Short task:
Convert every line of the data below into a JSON array of strings, one string per line, skipping blank lines and leaving out the pictures.

-- BEGIN --

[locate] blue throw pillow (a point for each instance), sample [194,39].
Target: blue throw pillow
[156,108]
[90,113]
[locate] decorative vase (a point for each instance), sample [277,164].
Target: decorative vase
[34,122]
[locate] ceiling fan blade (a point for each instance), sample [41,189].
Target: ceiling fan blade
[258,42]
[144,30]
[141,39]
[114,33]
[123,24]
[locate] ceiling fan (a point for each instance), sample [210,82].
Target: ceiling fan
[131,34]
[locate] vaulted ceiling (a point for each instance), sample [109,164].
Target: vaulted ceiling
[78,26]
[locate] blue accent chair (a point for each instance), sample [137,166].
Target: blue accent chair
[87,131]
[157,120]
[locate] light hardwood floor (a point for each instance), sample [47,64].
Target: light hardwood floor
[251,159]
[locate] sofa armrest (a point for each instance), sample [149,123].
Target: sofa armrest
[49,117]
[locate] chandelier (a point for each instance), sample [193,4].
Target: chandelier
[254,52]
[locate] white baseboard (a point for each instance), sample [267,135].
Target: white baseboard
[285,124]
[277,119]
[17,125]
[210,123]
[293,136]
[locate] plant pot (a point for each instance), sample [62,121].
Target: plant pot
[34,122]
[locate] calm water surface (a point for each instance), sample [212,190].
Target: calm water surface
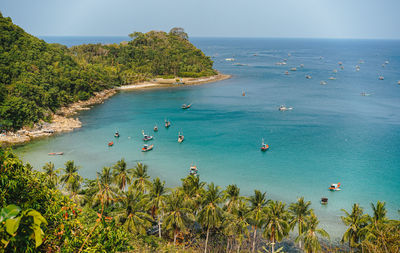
[333,134]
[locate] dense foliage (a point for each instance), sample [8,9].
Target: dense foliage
[36,78]
[124,211]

-- END --

Exercise output:
[
  "[locate] blue throw pillow (a point for each instance), sample [194,39].",
  "Target: blue throw pillow",
  "[156,108]",
  "[90,113]",
  "[locate] decorative vase (a point for each instance), sample [277,164].",
  "Target: decorative vase",
  "[34,122]",
  "[locate] ceiling fan blade (a point for each instance), sample [41,189].",
  "Target: ceiling fan blade",
  "[258,42]",
  "[144,30]",
  "[141,39]",
  "[114,33]",
  "[123,24]",
  "[locate] ceiling fan (a point for each instance), sample [210,82].",
  "Target: ceiling fan",
  "[131,34]",
  "[locate] vaulted ceiling (a point for each instance), sample [109,164].",
  "Target: vaulted ceiling",
  "[78,26]",
  "[locate] blue accent chair (a point for each instance), sample [137,166].",
  "Target: blue accent chair",
  "[87,131]",
  "[157,120]",
  "[locate] light hardwood floor (a point for each instance), sample [47,64].",
  "Target: light hardwood floor",
  "[251,159]",
  "[locate] sofa armrest (a point for each instance), sample [149,123].",
  "Target: sofa armrest",
  "[49,117]",
  "[locate] chandelier (a point for each instance), sample [193,4].",
  "Target: chandelier",
  "[254,52]",
  "[locate] white baseboard (a point for each instance), sample [267,135].",
  "Target: white baseboard",
  "[285,124]",
  "[277,119]",
  "[17,125]",
  "[210,123]",
  "[293,136]",
  "[locate] plant pot (a point for each instance), sample [62,121].",
  "Target: plant pot",
  "[34,122]",
  "[locate] calm water surface (a point for each instance), sample [212,190].",
  "Target: calm water surface",
  "[333,134]",
  "[locate] dense foliage (a point for each instance), sample [8,9].",
  "Target: dense foliage",
  "[36,78]",
  "[124,211]"
]